Task:
Write out every entry in full. Leave nothing out.

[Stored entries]
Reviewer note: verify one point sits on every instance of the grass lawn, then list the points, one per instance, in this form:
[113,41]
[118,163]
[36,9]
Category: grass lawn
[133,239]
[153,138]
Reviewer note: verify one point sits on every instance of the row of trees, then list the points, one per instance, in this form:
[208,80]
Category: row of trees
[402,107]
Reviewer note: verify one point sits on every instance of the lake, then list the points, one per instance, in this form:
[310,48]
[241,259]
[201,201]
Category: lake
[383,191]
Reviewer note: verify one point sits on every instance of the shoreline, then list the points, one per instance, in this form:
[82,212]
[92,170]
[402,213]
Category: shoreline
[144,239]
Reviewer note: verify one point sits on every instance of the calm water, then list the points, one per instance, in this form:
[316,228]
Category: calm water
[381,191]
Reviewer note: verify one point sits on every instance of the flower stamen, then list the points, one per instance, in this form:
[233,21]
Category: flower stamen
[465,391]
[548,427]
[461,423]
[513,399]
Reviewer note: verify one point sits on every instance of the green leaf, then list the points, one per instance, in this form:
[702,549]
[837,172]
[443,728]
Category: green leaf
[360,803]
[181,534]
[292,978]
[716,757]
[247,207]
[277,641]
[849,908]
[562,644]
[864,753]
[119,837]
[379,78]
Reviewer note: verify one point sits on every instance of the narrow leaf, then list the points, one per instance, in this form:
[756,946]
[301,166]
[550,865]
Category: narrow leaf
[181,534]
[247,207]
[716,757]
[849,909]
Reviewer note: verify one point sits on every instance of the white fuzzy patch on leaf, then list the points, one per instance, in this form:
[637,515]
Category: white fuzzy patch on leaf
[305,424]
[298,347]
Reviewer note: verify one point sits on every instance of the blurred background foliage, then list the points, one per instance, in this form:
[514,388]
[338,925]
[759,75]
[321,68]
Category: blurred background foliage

Reply to the task:
Reviewer note: verify one point sits on every instance of the grass lawn, then list the points, one per instance, in this form:
[113,41]
[118,163]
[36,9]
Category: grass lawn
[133,239]
[153,138]
Reviewer note: verify one point sits on every instance of the row of trees, then list the points, one per instance, in this form:
[208,80]
Category: row of trees
[402,107]
Reviewer note: verify one point sits on every instance of the lake, then list the points, one per instance, in this form:
[310,48]
[241,259]
[201,201]
Category: lake
[383,191]
Reviewer note: verify one point sits on every instance of the shoreline, then list the points, one per instance, in this form:
[82,212]
[92,170]
[402,213]
Category: shoreline
[144,239]
Reviewer note: verify one point sits on every instance of the calm water, then list the points, one per instance, in this form:
[316,228]
Category: calm water
[381,191]
Reviewer note: verify one point sits on every instance of the flower stamen, then list the points, one per instance, in this form:
[233,21]
Category: flower stamen
[465,391]
[548,427]
[461,423]
[513,399]
Reviewer note: verify one point sits on every instance of the green leaf, then list the points, one per instance, in this form:
[702,549]
[837,172]
[443,728]
Category: green leaf
[360,803]
[181,534]
[292,978]
[716,757]
[247,207]
[277,641]
[849,908]
[562,644]
[864,753]
[119,837]
[379,78]
Reviewer note: verify one point sits on every instance of the narrow leaf, then list the points, one per instance, in this form:
[756,946]
[301,166]
[550,865]
Category: narrow leaf
[181,534]
[247,207]
[716,757]
[849,909]
Reviewer note: verify one point sits on every instance of the white fuzzy patch on leaf, then list the points, one per instance, in this form:
[637,515]
Category: white fuzzy patch on leaf
[305,424]
[298,347]
Reviewer note: verify one point sits on every instance of the blurred background foliage, then list the points, one per instance, in this form:
[514,388]
[338,925]
[759,75]
[321,68]
Category: blurred background foliage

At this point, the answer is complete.